Point annotations for photos:
================================

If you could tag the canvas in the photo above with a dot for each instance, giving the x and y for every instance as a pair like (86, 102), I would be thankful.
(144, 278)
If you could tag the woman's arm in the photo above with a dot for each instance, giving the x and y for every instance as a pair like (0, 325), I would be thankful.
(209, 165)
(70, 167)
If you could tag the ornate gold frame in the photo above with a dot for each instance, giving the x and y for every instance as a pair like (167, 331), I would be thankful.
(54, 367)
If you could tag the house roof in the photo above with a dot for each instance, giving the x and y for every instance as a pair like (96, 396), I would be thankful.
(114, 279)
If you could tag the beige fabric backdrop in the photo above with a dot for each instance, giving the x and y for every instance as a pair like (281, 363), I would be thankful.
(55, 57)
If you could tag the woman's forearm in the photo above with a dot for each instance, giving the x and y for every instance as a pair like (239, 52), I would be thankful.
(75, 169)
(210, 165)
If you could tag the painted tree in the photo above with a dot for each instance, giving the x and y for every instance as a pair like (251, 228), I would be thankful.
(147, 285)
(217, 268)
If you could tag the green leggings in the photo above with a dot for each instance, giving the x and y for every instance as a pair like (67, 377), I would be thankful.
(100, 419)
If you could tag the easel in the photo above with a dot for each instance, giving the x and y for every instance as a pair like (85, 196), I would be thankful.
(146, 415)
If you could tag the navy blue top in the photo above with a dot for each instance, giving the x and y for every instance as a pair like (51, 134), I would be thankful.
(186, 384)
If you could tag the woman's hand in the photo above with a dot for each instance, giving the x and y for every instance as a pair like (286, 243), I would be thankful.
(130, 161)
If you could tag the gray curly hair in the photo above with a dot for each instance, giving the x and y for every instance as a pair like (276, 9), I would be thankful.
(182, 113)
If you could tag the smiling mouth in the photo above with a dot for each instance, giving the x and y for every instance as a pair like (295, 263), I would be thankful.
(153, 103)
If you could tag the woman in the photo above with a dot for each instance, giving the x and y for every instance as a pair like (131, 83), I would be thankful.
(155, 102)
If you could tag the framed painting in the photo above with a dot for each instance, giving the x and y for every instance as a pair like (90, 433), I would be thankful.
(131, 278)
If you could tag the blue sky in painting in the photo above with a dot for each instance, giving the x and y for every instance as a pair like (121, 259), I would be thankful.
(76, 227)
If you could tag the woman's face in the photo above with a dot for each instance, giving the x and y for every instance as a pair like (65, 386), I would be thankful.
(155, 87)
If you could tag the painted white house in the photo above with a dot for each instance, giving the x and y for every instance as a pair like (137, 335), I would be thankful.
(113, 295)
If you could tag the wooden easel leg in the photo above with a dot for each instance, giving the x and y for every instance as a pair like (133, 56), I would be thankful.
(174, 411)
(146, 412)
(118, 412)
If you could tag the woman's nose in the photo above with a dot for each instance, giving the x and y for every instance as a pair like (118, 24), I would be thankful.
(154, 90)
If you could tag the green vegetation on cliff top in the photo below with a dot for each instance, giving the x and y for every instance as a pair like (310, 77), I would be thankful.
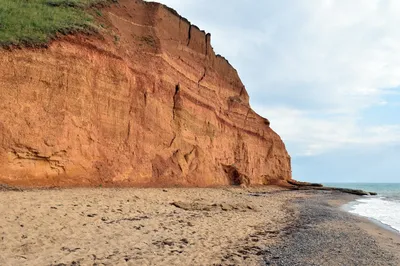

================================

WHAT IS ASKED |
Report every line in the data above that contains the word "woman", copying each line in full.

SOLUTION TO THE EXERCISE |
If you could tag the woman's arm in the photo above with a dot for each instance, giving the x and y for every instance as a pair like (0, 325), I would be thankful.
If you could tag the woman's forearm in the photo above with a dot for each instance, giving the x and y for every instance as a pair like (239, 52), I would be thankful.
If you could tag the woman's hand in the photo above with a dot for each instance, giving the x and y for every instance as a pair like (286, 243), I would be thankful.
If you could tag the woman in the photo above with a dot for each instance, giving the x and y for every instance as a pair like (131, 83), I would be thankful.
If you could tag the woman's face in the photo above with a dot for each instance, giving the x and y for every instance as a pair like (65, 386), I would be thankful.
If you could tag the woman's nose in the photo above with a dot for each instance, giving the x and y for every instance as a pair like (118, 24), I would be thankful.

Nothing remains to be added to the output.